** Start Text shown **

This is a dask pipeline that runs the covariate extraction functions in
`katachi.tools.get_image_covariates` & `katachi.tools.get_cloud_covariates`
on datasets that have been initialized, segmented and feature-extracted
using other katachi pipelines.
WARNING: The approach used here has been developed for the Zebrafish
posterior lateral line primordium. It is likely not readily applicable to
other tissues!
Parameters
----------
dirpath : string
The path (either local from cwd or global) to the directory with the
input data to be processed.
channels : list
A list of channels from which to extract channel-specific covariates.
For each channel, a tif file must be present that ends on
`channel+".tif"` and a .npy file must be present that ends either on
`channel+"_LMs_TFOR.npy"` (recommended) or on `channel+"_LMs.npy"`.
The channels will be used as class attributes in the output object and
therefore must not contain characters incompatible with this use.
IDs : list of strings or None, optional, default None
If a list of strings (IDs) is given, only samples within dirpath that
match this ID will be processed.
recurse : bool, optional, default False
If True, files are searched recursively in the subdirs of dirpath.
overwrite_previous : bool, optional, default False
If True and a covariate file already exists for a given sample, that
file will be deleted and a completely new file will be written in its
place. If False and a covariate file already exists for a given sample,
the new covariates will be added to it if they have a different name.
For covariates with identical names, the new will overwrite the old.
seg_channel : str or "", optional, default ""
If for some reason the target directories are expected to contain more
than one file that ends on "_seg.tif", seg_channel can be specified to
identify the correct target file, which will have the form
`<basename> + seg_channel + "_seg.tif"`.

** End Text shown **
** Start Data lines **

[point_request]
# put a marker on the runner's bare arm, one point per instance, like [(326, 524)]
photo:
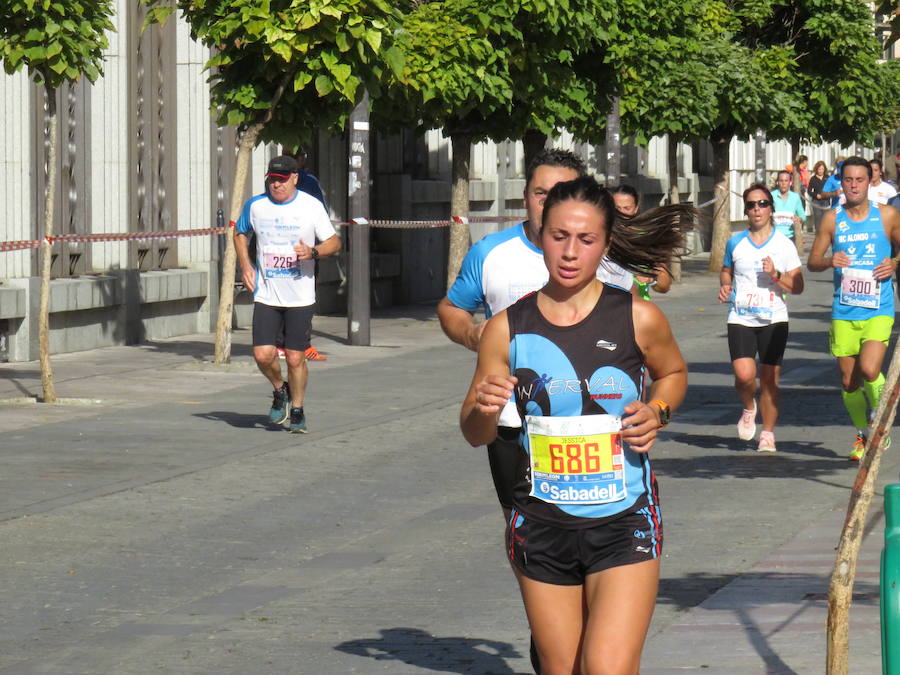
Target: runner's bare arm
[(492, 385), (663, 280), (459, 324), (817, 262), (726, 281), (790, 281), (248, 274), (667, 369)]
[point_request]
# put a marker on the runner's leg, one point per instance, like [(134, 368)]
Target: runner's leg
[(852, 393), (770, 395), (871, 358), (745, 381), (556, 616), (620, 604), (266, 357), (298, 373)]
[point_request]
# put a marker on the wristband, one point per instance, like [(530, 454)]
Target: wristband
[(665, 413)]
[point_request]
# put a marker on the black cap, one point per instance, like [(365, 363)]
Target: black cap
[(282, 167)]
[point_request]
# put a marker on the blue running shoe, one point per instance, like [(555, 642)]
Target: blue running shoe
[(298, 421), (281, 400)]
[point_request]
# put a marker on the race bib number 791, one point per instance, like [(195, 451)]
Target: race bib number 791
[(576, 460)]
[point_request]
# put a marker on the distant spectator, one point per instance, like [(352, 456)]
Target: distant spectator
[(789, 213), (802, 165), (832, 189), (880, 191)]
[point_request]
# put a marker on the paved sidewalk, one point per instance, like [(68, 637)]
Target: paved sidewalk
[(773, 618)]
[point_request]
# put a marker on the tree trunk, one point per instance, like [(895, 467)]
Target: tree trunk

** End Data lines **

▶ Given task
Please copy the pipeline description between "This is a dask" and "extract channel-specific covariates.", inclusive, and change "tissues" to "organs".

▶ Task output
This is a dask pipeline that runs the covariate extraction functions in
`katachi.tools.get_image_covariates` & `katachi.tools.get_cloud_covariates`
on datasets that have been initialized, segmented and feature-extracted
using other katachi pipelines.
WARNING: The approach used here has been developed for the Zebrafish
posterior lateral line primordium. It is likely not readily applicable to
other organs!
Parameters
----------
dirpath : string
The path (either local from cwd or global) to the directory with the
input data to be processed.
channels : list
A list of channels from which to extract channel-specific covariates.